**TASK INPUTS**
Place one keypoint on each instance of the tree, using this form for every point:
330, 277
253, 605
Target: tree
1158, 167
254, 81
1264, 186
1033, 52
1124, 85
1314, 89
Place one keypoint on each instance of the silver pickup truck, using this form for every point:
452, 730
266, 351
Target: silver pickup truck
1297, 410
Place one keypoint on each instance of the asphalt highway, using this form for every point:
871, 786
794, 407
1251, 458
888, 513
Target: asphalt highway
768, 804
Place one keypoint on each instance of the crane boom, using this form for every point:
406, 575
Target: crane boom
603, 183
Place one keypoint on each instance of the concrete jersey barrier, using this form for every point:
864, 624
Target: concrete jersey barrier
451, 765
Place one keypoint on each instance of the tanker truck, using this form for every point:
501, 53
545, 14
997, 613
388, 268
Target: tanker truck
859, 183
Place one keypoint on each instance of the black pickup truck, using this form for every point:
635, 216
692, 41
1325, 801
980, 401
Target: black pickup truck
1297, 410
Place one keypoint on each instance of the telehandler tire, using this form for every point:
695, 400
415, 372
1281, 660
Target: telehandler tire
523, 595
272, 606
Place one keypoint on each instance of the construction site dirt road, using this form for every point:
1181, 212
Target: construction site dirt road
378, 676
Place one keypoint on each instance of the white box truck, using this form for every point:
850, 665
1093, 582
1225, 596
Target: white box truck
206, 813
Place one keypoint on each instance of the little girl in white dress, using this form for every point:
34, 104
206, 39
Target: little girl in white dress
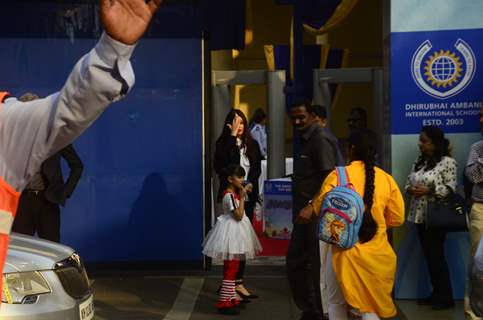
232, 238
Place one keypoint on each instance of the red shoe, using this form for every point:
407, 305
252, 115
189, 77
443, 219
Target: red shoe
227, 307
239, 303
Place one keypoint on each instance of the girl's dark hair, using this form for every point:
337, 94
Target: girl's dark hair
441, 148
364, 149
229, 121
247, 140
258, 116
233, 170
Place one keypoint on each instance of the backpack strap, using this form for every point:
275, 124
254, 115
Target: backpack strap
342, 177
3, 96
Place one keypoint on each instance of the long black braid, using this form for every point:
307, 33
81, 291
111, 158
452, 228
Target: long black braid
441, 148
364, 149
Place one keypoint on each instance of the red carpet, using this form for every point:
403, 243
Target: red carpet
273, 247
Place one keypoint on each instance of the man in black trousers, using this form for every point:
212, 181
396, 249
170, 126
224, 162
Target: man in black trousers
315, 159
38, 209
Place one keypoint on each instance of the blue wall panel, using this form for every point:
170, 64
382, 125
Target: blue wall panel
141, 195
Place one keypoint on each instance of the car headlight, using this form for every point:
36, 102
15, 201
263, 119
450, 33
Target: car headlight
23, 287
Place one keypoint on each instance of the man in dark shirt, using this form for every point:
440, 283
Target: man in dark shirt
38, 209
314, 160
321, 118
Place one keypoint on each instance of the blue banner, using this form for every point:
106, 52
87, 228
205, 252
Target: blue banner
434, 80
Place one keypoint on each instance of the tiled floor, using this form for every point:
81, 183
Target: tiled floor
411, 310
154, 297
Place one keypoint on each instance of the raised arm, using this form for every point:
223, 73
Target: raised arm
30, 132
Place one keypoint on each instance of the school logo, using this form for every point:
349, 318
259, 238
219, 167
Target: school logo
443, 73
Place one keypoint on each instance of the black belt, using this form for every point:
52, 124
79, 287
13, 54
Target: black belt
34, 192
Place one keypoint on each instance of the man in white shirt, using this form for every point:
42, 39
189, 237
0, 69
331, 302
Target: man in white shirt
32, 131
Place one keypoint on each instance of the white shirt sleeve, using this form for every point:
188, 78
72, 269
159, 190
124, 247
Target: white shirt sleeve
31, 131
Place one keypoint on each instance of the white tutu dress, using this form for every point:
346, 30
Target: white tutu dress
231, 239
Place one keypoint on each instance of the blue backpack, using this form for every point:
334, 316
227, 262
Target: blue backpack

**YOUR TASK**
Starting with the line containing "Place one keypoint on each instance of the white shirt" and going on through the end of the listing, write every line out again, requests included. Scale each keypoint coordinate in the answers by 1.1 and round to whole numbers, with halves rounded up, leaving the numbers in the requests and their format samples unchanged.

**SOLVED PROBLEM**
Place one keypoint on each instance of the white shirt sleeve, using this form for every point:
188, 78
72, 269
159, 190
124, 247
Target: white shirt sleeve
34, 144
Place one keypoint on each instance of the white tutu dress, using this form for every point:
346, 30
Target: white tutu dress
254, 263
Place one keypoint on each instance of the blue backpack, using this form for every point:
334, 316
227, 262
Target: blue backpack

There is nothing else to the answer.